### TASK BRIEF
A faithful, complete copy of the records is required.

### MATERIAL PROVIDED
Segment Open

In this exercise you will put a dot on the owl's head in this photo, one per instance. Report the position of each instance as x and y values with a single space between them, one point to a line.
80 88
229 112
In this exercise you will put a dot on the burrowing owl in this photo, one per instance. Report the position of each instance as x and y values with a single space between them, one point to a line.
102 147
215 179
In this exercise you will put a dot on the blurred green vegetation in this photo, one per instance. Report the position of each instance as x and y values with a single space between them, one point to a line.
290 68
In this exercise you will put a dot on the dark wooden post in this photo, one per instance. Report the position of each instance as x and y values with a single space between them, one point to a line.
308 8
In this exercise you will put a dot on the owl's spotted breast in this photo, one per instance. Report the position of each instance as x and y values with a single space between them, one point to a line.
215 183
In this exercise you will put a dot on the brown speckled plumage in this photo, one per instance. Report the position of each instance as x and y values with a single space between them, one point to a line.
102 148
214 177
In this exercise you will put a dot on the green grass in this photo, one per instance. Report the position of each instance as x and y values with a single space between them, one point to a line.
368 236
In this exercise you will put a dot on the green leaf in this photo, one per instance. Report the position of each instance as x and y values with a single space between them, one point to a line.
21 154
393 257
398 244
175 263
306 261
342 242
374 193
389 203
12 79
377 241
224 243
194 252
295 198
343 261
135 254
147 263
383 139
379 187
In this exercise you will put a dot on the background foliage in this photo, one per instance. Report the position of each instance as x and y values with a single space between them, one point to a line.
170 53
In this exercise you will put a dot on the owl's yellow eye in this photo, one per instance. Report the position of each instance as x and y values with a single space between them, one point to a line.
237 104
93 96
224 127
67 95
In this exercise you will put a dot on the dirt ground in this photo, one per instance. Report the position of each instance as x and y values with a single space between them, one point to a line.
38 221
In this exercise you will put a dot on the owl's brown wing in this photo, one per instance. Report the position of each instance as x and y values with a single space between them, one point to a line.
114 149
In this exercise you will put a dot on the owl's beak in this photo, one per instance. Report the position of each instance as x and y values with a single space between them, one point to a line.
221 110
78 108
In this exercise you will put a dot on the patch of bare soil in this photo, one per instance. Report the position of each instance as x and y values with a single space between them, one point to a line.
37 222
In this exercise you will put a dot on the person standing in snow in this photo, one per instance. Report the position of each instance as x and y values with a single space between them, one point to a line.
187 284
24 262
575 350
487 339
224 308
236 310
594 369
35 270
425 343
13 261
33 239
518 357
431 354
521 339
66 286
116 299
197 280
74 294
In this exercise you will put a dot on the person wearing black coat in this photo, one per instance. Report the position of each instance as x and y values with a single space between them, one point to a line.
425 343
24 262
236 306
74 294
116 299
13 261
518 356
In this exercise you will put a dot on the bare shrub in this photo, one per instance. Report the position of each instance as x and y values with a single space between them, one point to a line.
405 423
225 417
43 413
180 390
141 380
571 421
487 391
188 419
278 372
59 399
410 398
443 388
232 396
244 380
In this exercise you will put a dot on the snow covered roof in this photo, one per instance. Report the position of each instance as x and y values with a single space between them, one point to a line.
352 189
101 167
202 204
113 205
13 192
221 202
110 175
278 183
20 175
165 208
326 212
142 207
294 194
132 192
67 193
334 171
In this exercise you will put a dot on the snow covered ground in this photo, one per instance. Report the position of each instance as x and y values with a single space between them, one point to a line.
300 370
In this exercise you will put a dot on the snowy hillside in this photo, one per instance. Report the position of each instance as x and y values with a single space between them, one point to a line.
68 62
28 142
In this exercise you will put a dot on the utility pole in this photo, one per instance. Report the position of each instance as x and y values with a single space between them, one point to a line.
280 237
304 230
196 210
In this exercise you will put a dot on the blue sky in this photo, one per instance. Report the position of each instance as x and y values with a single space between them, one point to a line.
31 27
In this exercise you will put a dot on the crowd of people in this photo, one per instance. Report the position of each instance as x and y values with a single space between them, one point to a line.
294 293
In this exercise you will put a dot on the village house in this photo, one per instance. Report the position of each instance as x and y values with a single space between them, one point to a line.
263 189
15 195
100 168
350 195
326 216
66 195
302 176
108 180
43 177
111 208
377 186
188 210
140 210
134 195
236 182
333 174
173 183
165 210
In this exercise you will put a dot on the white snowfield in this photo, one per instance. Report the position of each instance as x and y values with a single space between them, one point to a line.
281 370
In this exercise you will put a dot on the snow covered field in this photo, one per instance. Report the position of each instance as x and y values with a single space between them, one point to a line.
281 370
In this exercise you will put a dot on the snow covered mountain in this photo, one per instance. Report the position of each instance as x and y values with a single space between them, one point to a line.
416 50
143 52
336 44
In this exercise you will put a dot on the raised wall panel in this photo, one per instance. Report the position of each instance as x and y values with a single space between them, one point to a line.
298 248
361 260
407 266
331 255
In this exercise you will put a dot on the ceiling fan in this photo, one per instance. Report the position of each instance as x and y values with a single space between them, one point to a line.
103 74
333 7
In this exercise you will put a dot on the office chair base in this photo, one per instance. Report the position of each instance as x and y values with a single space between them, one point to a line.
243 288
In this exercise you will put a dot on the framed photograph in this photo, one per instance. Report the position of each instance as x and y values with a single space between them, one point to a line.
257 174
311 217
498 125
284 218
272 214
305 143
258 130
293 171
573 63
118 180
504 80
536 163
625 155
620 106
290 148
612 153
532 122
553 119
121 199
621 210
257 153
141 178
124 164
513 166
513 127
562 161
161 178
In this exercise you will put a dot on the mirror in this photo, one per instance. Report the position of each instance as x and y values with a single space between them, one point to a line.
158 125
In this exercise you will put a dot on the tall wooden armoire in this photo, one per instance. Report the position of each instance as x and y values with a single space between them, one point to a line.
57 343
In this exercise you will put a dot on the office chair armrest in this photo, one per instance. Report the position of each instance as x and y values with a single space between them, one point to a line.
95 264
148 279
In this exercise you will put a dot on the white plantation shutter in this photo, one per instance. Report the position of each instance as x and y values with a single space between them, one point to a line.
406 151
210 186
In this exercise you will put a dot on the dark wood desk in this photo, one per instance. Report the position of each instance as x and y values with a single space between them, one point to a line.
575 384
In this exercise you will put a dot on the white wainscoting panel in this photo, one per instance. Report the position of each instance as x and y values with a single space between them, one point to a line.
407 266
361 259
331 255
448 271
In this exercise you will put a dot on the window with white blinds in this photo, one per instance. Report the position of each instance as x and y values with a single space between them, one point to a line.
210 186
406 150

Segment Closed

### EXPECTED ANSWER
In this exercise you will put a dot on the owl's head in this photo, one per instance. Report the position of each instance as x and y values with a single space between them, one point to a line.
80 88
229 112
In this exercise you will put a dot on the burrowing owl in this photo, one per instance. Report the position of each instance as x and y values with a single space between them, one point to a line.
102 147
215 179
In this exercise you will put a dot on the blurred green vegetation in this photo, one per instance. Report the position of each instance as x and y values with a single space between them, one point to a line.
290 68
In this exercise you will put a dot on the dark wooden post in this photo, one per instance. Report the position of each instance as x and y values with a single space between them, one point to a line.
308 8
In this exercise you will put a dot on the owl's spotted breast in this photo, one per instance. Report the position of each instance as x and y values with a single space between them, one point to a line.
215 183
In this exercise you will put a dot on the brown speckled plumage in this photo, one per instance. Report the position of each instance as x and y values with a single space between them, one point to a line.
102 148
214 177
In this exercise you will put a dot on the green grass in this photo, one per instance. Report the position of each instance as x and y values with a single space between them, one point to a line.
368 236
In this exercise you will put a dot on the green leaf in this photo, one per instance. Report the position of each instance as x and y values with a single space between them, one point to a line.
21 154
393 257
398 244
175 263
306 261
342 242
374 193
389 203
12 79
377 241
224 243
194 252
295 198
343 261
135 254
147 263
383 139
379 187
In this exercise you will put a dot on the background foliage in this photo, one per instance. Report the position of each instance as x and y values with a single space between them, one point to a line.
170 53
In this exercise you will put a dot on the owl's yellow eye in this photo, one per instance. Report the position of each instance as x and y values with a single space between them, one point to a line.
237 104
93 96
224 127
67 95
In this exercise you will put a dot on the dirt ground in this photo, one per instance. Report the position of each instance as x and y values with a single space between them, one point to a line.
38 221
In this exercise you will put a dot on the owl's brown wing in this photo, one per instance. Report the position of each instance as x and y values with a single space between them, one point to a line.
114 149
In this exercise you will put a dot on the owl's beak in this photo, one per instance. Report the position of each instance as x and y values with a single space between them, one point to a line.
221 110
78 108
In this exercise you will put a dot on the patch of bare soil in this photo, one per instance. Report the position of each instance as x and y values with a single space between them, one point to a line.
37 222
In this exercise you will put a dot on the person standing in snow in this photo, one per instance. Report the position of each instance as x and y values with a single space between them, one point to a line.
187 284
24 262
575 350
487 339
224 308
236 310
594 369
35 270
425 343
13 261
33 239
518 357
431 354
521 339
66 286
116 299
197 280
74 294
In this exercise you will put a dot on the person wearing black coat in this photo, one per instance. Report the position of each instance as x and y values with a single space between them, one point to a line.
425 343
24 262
236 306
74 294
116 299
13 261
518 356
In this exercise you will put a dot on the bare shrub in this photo, one per instance. Report the position of each instance as x and y values with a single space between them, one point to a line.
405 423
225 417
43 413
180 390
141 380
571 421
487 391
188 419
278 372
59 399
410 398
443 388
232 396
244 380
In this exercise you will put a dot on the snow covered roof in this photo, one per instance. Report the position of each instance as x and y values with a single space between them, one point to a line.
352 189
101 167
202 204
113 205
13 192
221 202
110 175
278 183
20 175
165 208
326 212
142 207
294 194
132 192
67 193
334 171
In this exercise you will put a dot on the snow covered ground in this photo, one per instance. Report the position of each instance as x and y values with a single space between them, one point to a line.
300 370
In this exercise you will put a dot on the snowy hillside in this photo, one per instance. Report the position of each instance as x and y values with a single space between them, one point to a line.
68 62
28 142
In this exercise you will put a dot on the utility pole in this photo, one per instance. Report the position of each instance as x and y values with a single space between them, one point to a line.
280 237
304 230
196 210
In this exercise you will put a dot on the blue sky in this photo, one per instance. Report the position of each instance as x and y values with a single space between them, one point to a line.
31 27
In this exercise you will put a dot on the crowd of people in this photo, one per instance. Report the position of each instance as x and y values with a single space between them, one point to a line.
294 293
In this exercise you will put a dot on the village house in this photo, one per instance. Report the position of each instance as x and y values with a single space between them, one point to a line.
263 189
15 195
100 168
350 195
326 216
66 195
302 176
108 180
43 177
111 208
377 186
188 210
140 210
134 195
236 182
333 174
173 183
165 210
In this exercise you will put a dot on the white snowfield in this photo, one per instance. Report the position of each instance as x and y values with a single space between them, one point to a line.
281 370
In this exercise you will put a dot on the snow covered field in this photo, one per instance. Report the position of each instance as x and y values with a single space between them, one point to a line.
281 370
In this exercise you will put a dot on the snow covered mountain in this photo, one per instance. Report the position of each instance as x and y values with a single space between them, one point to a line.
416 50
143 52
336 44
In this exercise you will put a dot on the raised wall panel in this photo, one per instance. Report the position of each instance as x and y values with a single space between them, one point to a line.
298 248
361 260
407 266
331 255
In this exercise you will put a dot on the ceiling fan in this photo, one per instance. Report the position of each instance as x and y values with a single space between them, one point to a line.
103 74
333 7
In this exercise you will put a dot on the office chair base in this photo, one per instance. Report the position of each instance as x and y values with a single space between them, one point to a line.
243 288
In this exercise you will put a dot on the framed photograph in this photo, one per instance. Report the position of each instance as x and y values with a single space between them, one point to a line.
257 174
311 217
498 125
284 218
272 214
305 143
258 130
293 171
573 63
118 180
504 80
536 163
625 155
620 106
290 148
612 153
532 122
553 119
121 199
621 210
257 153
141 178
124 164
513 166
513 127
562 161
161 178
In this exercise you will put a dot on the mirror in this photo, one per instance. Report the position of each instance as x and y values with a single space between them, one point to a line.
158 125
In this exercise you will put a dot on the tall wooden armoire in this photo, one per instance. Report the position of each instance as x and y values with a single space between them, one point to a line.
57 343
In this exercise you will put a dot on the office chair armrest in this photo, one per instance. Report the position of each instance as x and y values with a single space between them, one point to a line.
95 264
148 279
In this exercise you will put a dot on the white plantation shutter in this photo, one per instance. Report the position of each instance as x and y values with a single space between them, one point to a line.
406 151
210 186
In this exercise you will put a dot on the dark wood desk in this photo, one per instance. Report the position of each instance as x and y values with a single space between them, one point to a line.
575 384
In this exercise you will put a dot on the white wainscoting panel in this photo, one per instance. Report the position of each instance as x and y values with a single space between them, one point to a line.
407 266
361 259
331 255
448 271
In this exercise you will put a dot on the window with white blinds in this photo, one per instance. Report the position of each instance as x and y values with a single space between them, one point to a line.
210 186
406 150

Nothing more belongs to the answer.